Task to complete = From the items that follow, pull out each line that includes the string "gerbera" and copy it.

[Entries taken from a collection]

::::::::::

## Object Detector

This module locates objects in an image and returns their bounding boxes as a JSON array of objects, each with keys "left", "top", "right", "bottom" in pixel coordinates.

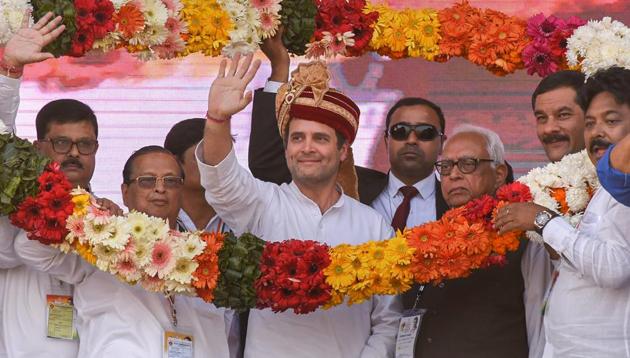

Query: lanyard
[
  {"left": 166, "top": 296, "right": 177, "bottom": 328},
  {"left": 411, "top": 285, "right": 424, "bottom": 310}
]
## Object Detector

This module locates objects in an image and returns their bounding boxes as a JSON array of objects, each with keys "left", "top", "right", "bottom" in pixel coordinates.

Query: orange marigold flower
[
  {"left": 114, "top": 2, "right": 144, "bottom": 38},
  {"left": 192, "top": 261, "right": 219, "bottom": 290},
  {"left": 440, "top": 37, "right": 465, "bottom": 56},
  {"left": 550, "top": 188, "right": 570, "bottom": 214},
  {"left": 196, "top": 288, "right": 214, "bottom": 302},
  {"left": 468, "top": 37, "right": 497, "bottom": 66}
]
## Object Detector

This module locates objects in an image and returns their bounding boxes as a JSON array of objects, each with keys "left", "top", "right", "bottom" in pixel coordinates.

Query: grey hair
[{"left": 444, "top": 124, "right": 505, "bottom": 165}]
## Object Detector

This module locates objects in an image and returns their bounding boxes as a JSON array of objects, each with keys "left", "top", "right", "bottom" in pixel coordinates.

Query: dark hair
[
  {"left": 164, "top": 118, "right": 206, "bottom": 161},
  {"left": 385, "top": 97, "right": 446, "bottom": 133},
  {"left": 123, "top": 145, "right": 184, "bottom": 184},
  {"left": 35, "top": 99, "right": 98, "bottom": 140},
  {"left": 581, "top": 67, "right": 630, "bottom": 112},
  {"left": 532, "top": 70, "right": 585, "bottom": 110}
]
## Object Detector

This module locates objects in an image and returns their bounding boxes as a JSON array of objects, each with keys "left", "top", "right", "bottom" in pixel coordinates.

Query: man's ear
[
  {"left": 120, "top": 183, "right": 129, "bottom": 207},
  {"left": 494, "top": 164, "right": 508, "bottom": 189},
  {"left": 339, "top": 141, "right": 350, "bottom": 162},
  {"left": 438, "top": 134, "right": 448, "bottom": 155}
]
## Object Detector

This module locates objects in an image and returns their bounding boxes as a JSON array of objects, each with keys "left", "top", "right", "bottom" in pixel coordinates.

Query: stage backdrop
[{"left": 11, "top": 0, "right": 630, "bottom": 203}]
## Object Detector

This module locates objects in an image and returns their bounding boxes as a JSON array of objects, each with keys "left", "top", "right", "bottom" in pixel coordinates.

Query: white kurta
[
  {"left": 15, "top": 229, "right": 235, "bottom": 358},
  {"left": 177, "top": 209, "right": 241, "bottom": 358},
  {"left": 196, "top": 146, "right": 401, "bottom": 358},
  {"left": 0, "top": 75, "right": 78, "bottom": 358},
  {"left": 543, "top": 188, "right": 630, "bottom": 358},
  {"left": 372, "top": 172, "right": 551, "bottom": 358}
]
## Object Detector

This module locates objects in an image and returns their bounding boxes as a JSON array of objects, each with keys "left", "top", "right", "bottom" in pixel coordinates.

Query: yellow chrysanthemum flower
[
  {"left": 367, "top": 241, "right": 391, "bottom": 271},
  {"left": 72, "top": 194, "right": 90, "bottom": 217},
  {"left": 324, "top": 255, "right": 356, "bottom": 292},
  {"left": 385, "top": 232, "right": 416, "bottom": 264},
  {"left": 74, "top": 240, "right": 96, "bottom": 265},
  {"left": 181, "top": 0, "right": 234, "bottom": 57}
]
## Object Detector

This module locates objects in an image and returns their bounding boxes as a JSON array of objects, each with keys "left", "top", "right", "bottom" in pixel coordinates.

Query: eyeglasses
[
  {"left": 435, "top": 158, "right": 494, "bottom": 176},
  {"left": 129, "top": 175, "right": 184, "bottom": 189},
  {"left": 40, "top": 137, "right": 98, "bottom": 155},
  {"left": 385, "top": 123, "right": 444, "bottom": 142}
]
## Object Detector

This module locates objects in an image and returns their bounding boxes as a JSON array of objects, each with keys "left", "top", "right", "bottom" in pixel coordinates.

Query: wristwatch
[{"left": 534, "top": 210, "right": 558, "bottom": 235}]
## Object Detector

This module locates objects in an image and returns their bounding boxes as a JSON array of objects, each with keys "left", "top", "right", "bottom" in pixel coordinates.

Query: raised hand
[
  {"left": 208, "top": 54, "right": 260, "bottom": 120},
  {"left": 260, "top": 26, "right": 291, "bottom": 82},
  {"left": 3, "top": 12, "right": 66, "bottom": 69}
]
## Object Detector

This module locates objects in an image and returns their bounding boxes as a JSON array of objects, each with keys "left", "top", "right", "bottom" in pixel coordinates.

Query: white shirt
[
  {"left": 372, "top": 171, "right": 551, "bottom": 358},
  {"left": 177, "top": 209, "right": 241, "bottom": 358},
  {"left": 372, "top": 171, "right": 436, "bottom": 228},
  {"left": 196, "top": 146, "right": 401, "bottom": 358},
  {"left": 543, "top": 188, "right": 630, "bottom": 358},
  {"left": 0, "top": 75, "right": 78, "bottom": 358},
  {"left": 177, "top": 209, "right": 230, "bottom": 232},
  {"left": 15, "top": 229, "right": 235, "bottom": 358},
  {"left": 0, "top": 75, "right": 20, "bottom": 132}
]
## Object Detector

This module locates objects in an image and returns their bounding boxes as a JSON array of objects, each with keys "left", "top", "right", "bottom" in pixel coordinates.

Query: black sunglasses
[
  {"left": 435, "top": 158, "right": 494, "bottom": 176},
  {"left": 40, "top": 137, "right": 98, "bottom": 155},
  {"left": 385, "top": 123, "right": 444, "bottom": 142}
]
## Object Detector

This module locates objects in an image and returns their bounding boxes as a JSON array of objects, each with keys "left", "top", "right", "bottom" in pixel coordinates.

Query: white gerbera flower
[
  {"left": 166, "top": 257, "right": 199, "bottom": 284},
  {"left": 142, "top": 0, "right": 168, "bottom": 27}
]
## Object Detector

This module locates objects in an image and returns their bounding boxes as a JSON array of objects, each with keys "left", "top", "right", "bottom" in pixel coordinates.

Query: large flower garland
[
  {"left": 0, "top": 129, "right": 531, "bottom": 313},
  {"left": 0, "top": 0, "right": 630, "bottom": 76},
  {"left": 518, "top": 150, "right": 599, "bottom": 242}
]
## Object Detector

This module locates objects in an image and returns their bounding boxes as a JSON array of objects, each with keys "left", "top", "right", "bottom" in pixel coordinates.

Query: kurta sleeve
[
  {"left": 521, "top": 242, "right": 552, "bottom": 358},
  {"left": 0, "top": 216, "right": 22, "bottom": 269},
  {"left": 248, "top": 87, "right": 291, "bottom": 184},
  {"left": 543, "top": 192, "right": 630, "bottom": 289},
  {"left": 0, "top": 75, "right": 20, "bottom": 132},
  {"left": 15, "top": 231, "right": 96, "bottom": 285},
  {"left": 195, "top": 142, "right": 278, "bottom": 235}
]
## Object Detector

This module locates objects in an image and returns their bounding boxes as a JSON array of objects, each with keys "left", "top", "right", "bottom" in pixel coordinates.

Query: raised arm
[
  {"left": 248, "top": 28, "right": 291, "bottom": 184},
  {"left": 610, "top": 134, "right": 630, "bottom": 174},
  {"left": 200, "top": 54, "right": 260, "bottom": 165},
  {"left": 597, "top": 135, "right": 630, "bottom": 206},
  {"left": 0, "top": 12, "right": 65, "bottom": 132}
]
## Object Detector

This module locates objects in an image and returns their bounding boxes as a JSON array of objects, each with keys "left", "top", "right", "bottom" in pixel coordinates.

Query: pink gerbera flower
[
  {"left": 527, "top": 13, "right": 566, "bottom": 38},
  {"left": 250, "top": 0, "right": 277, "bottom": 10},
  {"left": 523, "top": 41, "right": 558, "bottom": 77},
  {"left": 66, "top": 216, "right": 85, "bottom": 238},
  {"left": 147, "top": 241, "right": 175, "bottom": 278}
]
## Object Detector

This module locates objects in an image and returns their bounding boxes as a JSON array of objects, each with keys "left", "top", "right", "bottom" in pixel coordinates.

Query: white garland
[
  {"left": 566, "top": 17, "right": 630, "bottom": 77},
  {"left": 0, "top": 121, "right": 11, "bottom": 134},
  {"left": 217, "top": 0, "right": 261, "bottom": 57},
  {"left": 518, "top": 150, "right": 599, "bottom": 243},
  {"left": 0, "top": 0, "right": 33, "bottom": 46}
]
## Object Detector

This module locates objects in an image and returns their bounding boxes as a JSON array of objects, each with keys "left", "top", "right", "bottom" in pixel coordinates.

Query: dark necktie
[{"left": 392, "top": 186, "right": 418, "bottom": 231}]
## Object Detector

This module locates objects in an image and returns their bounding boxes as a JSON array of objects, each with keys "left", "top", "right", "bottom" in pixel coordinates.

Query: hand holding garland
[{"left": 0, "top": 12, "right": 65, "bottom": 78}]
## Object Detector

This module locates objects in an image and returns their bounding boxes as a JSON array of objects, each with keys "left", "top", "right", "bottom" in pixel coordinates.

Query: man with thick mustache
[
  {"left": 406, "top": 125, "right": 550, "bottom": 358},
  {"left": 496, "top": 67, "right": 630, "bottom": 357},
  {"left": 532, "top": 70, "right": 584, "bottom": 162},
  {"left": 0, "top": 13, "right": 91, "bottom": 358},
  {"left": 15, "top": 146, "right": 237, "bottom": 358}
]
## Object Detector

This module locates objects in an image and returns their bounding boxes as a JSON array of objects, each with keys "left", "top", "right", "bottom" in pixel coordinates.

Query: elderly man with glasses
[
  {"left": 415, "top": 125, "right": 550, "bottom": 357},
  {"left": 15, "top": 145, "right": 237, "bottom": 358}
]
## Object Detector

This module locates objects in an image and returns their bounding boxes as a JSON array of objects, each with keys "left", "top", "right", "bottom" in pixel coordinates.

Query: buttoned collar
[{"left": 387, "top": 170, "right": 436, "bottom": 199}]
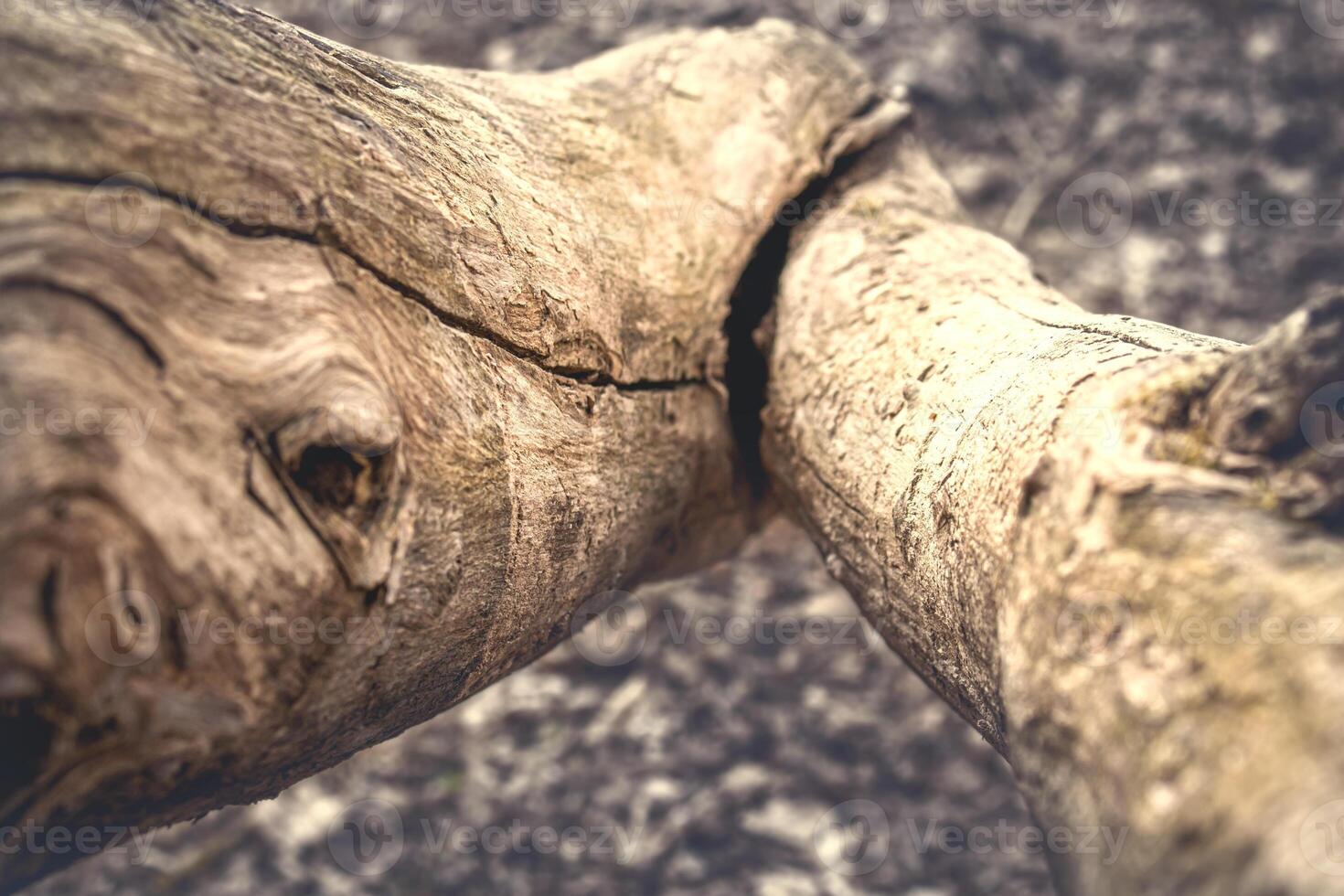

::::::::::

Full answer =
Query: white gerbera flower
Query: pink gerbera flower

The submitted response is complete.